:: Directions for this task ::
Write out the whole listing again, exactly.

:: Raw data ::
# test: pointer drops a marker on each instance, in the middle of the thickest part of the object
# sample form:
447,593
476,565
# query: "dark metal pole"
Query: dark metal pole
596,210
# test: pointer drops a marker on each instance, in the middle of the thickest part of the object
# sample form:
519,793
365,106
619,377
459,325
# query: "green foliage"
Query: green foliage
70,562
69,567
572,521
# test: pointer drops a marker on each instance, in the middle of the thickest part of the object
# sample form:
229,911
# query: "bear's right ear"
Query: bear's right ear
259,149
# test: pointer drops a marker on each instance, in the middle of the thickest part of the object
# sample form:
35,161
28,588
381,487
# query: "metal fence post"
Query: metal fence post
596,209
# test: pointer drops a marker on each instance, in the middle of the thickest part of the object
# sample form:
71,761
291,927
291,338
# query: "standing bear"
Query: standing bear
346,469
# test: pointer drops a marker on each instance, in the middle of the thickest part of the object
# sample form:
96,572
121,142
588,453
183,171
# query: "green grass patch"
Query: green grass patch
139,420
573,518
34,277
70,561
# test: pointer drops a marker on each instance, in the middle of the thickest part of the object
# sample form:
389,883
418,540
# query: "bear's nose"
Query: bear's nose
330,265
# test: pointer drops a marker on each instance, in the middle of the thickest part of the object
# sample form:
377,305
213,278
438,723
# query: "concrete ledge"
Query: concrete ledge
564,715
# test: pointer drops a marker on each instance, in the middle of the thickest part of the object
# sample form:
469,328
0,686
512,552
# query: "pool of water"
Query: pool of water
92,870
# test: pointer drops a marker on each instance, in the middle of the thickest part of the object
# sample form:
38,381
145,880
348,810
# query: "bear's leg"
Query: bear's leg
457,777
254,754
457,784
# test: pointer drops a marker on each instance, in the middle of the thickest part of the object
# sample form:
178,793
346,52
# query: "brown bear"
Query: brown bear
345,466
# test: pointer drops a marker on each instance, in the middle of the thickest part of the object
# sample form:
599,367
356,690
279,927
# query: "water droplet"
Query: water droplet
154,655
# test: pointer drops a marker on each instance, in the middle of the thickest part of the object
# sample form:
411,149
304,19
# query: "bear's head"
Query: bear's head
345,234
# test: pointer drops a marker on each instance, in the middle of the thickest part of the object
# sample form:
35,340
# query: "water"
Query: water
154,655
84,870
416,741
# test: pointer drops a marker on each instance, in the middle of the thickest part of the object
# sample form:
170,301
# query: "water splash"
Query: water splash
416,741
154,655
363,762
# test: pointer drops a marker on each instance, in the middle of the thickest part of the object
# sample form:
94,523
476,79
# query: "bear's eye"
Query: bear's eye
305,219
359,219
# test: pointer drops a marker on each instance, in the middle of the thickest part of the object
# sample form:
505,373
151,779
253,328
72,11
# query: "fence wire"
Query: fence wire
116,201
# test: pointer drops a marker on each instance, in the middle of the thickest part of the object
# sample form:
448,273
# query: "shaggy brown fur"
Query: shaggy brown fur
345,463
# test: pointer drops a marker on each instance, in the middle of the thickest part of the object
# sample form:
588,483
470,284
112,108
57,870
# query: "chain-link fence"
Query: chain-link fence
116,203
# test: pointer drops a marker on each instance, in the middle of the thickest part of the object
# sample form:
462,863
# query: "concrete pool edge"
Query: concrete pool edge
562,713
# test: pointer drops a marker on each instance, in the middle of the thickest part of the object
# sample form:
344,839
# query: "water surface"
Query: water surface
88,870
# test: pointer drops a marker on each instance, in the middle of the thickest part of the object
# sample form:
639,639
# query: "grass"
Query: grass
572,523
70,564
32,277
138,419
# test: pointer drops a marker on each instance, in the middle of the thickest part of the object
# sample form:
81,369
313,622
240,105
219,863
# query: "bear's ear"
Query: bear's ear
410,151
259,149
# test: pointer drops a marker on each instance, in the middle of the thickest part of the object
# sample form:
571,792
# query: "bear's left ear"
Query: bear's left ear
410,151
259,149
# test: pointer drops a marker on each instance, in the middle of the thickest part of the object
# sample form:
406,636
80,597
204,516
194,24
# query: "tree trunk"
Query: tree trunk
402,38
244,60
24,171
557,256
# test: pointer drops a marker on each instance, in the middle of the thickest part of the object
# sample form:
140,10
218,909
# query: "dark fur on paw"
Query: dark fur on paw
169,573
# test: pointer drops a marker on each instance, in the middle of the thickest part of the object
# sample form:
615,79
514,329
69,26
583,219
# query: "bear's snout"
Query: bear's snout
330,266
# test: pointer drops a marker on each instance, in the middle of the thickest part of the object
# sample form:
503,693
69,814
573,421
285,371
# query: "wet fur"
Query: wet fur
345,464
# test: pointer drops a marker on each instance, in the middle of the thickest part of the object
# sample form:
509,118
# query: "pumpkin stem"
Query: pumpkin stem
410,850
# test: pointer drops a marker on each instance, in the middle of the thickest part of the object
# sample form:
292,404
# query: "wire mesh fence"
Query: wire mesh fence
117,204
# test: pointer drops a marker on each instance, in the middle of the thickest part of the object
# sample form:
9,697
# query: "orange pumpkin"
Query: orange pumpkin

:: The completed task ::
# test: pointer drops a marker on each instance, in the middle of the thickest part of the object
# sample form:
447,593
476,565
# query: "dark metal pole"
Query: dark metal pole
596,210
# test: pointer drops a marker on each instance, in the middle of the thickest part of the object
# sample form:
519,793
365,106
619,377
459,325
# query: "green foliage"
Query: green foliage
70,562
69,567
572,521
# test: pointer drops a marker on each instance, in the middle of the thickest part of the object
# sample form:
229,911
# query: "bear's right ear"
Query: bear's right ear
259,149
# test: pointer drops a marker on each instance, in the middle of the thickest part of the object
# sample form:
35,161
28,588
381,487
# query: "metal fence post"
Query: metal fence post
596,209
# test: pointer drops a marker on each instance, in the middle of the thickest part of the object
# sample form:
71,761
291,927
291,338
# query: "standing bear"
Query: standing bear
346,469
# test: pointer drops a marker on each instance, in the middle of the thickest part of the object
# sample form:
96,572
121,142
588,453
183,171
# query: "green grass patch"
Query: green grass patch
139,420
573,518
34,277
70,561
# test: pointer drops a marker on each instance, in the middle of the thickest part of the object
# sample form:
389,883
418,540
# query: "bear's nose"
Query: bear's nose
330,265
# test: pointer drops a marker on each instance, in the middle of the thickest part of the object
# sample form:
377,305
213,278
438,723
# query: "concrete ledge"
Query: concrete ledge
564,715
# test: pointer drops a marker on each instance, in the middle of the thickest part of the object
# sample form:
469,328
0,686
512,552
# query: "pool of water"
Query: pool of water
92,870
# test: pointer drops a marker on each instance, in the middle of the thickest part of the object
# sample form:
38,381
145,880
348,810
# query: "bear's leg"
Query: bear's leg
457,777
254,754
457,784
# test: pointer drops a marker on each instance, in the middle of the thickest part of the object
# sample form:
178,793
346,52
# query: "brown bear"
Query: brown bear
345,466
# test: pointer drops a marker on each instance, in the middle of the thickest part of the object
# sample form:
599,367
356,690
279,927
# query: "water droplet"
Query: water droplet
154,655
# test: pointer drops a marker on each instance, in the middle of the thickest part of the object
# sample form:
411,149
304,19
# query: "bear's head"
Query: bear's head
345,234
# test: pointer drops a marker on each instance, in the middle of the thickest part of the object
# sample form:
35,340
# query: "water"
Query: water
154,655
84,870
416,741
# test: pointer drops a marker on each instance, in the middle of the thickest part of the object
# sample form:
170,301
# query: "water splash"
Query: water splash
416,741
154,655
363,762
# test: pointer drops a marker on each instance, in the middle of the thickest part of the object
# sample form:
94,523
476,79
# query: "bear's eye"
Query: bear's eye
305,219
359,219
# test: pointer drops a marker on each instance, in the middle of the thickest part of the object
# sample form:
505,373
151,779
253,328
72,11
# query: "fence wire"
Query: fence wire
116,201
# test: pointer drops a marker on each instance, in the middle of the thickest part of the object
# sample form:
448,273
# query: "shaggy brown fur"
Query: shaggy brown fur
345,463
# test: pointer drops a marker on each instance, in the middle of the thickest part of the object
# sample form:
588,483
470,284
112,108
57,870
# query: "chain-link fence"
Query: chain-link fence
116,203
# test: pointer drops a marker on each instance, in the middle of the thickest part of the object
# sample form:
462,863
# query: "concrete pool edge"
Query: concrete pool edge
562,713
# test: pointer drops a marker on each instance, in the middle of the thickest part of the object
# sample form:
344,839
# query: "water surface"
Query: water surface
88,870
# test: pointer drops a marker on each instance, in the middle of the thickest part of the object
# sample form:
639,639
# query: "grass"
Query: grass
572,523
70,564
32,277
138,419
# test: pointer drops a marker on each instance, in the middle of the thickest part of the object
# sample form:
81,369
313,622
240,105
219,863
# query: "bear's ear"
Query: bear's ear
410,151
259,149
# test: pointer drops a marker on each instance, in the middle of the thickest part of the object
# sample form:
571,792
# query: "bear's left ear"
Query: bear's left ear
410,151
259,149
# test: pointer drops a marker on each instance, in the middle of the thickest part of the object
# sample form:
406,636
80,597
204,516
194,24
# query: "tree trunk"
Query: tree trunk
402,38
244,60
24,171
557,256
# test: pointer drops a marker on each instance, in the middle of the thickest part of the object
# sample form:
140,10
218,909
# query: "dark fur on paw"
Query: dark fur on paw
169,573
# test: pointer drops a marker on each instance, in the middle of the thickest part of the object
# sample form:
615,79
514,329
69,26
583,219
# query: "bear's snout"
Query: bear's snout
330,266
# test: pointer drops a marker on each instance, in the middle of the thickest part of the object
# sample form:
503,693
69,814
573,421
285,371
# query: "wet fur"
Query: wet fur
345,464
# test: pointer drops a marker on each instance, in the middle of the thickest part of the object
# sample form:
509,118
# query: "pumpkin stem"
Query: pumpkin stem
410,850
# test: pointer drops a marker on each instance, in the middle of the thickest part of the object
# sample form:
292,404
# query: "wire mesh fence"
Query: wire mesh fence
117,204
# test: pointer drops a marker on each instance, in the middle of the thickest part of the object
# sample form:
9,697
# query: "orange pumpkin"
Query: orange pumpkin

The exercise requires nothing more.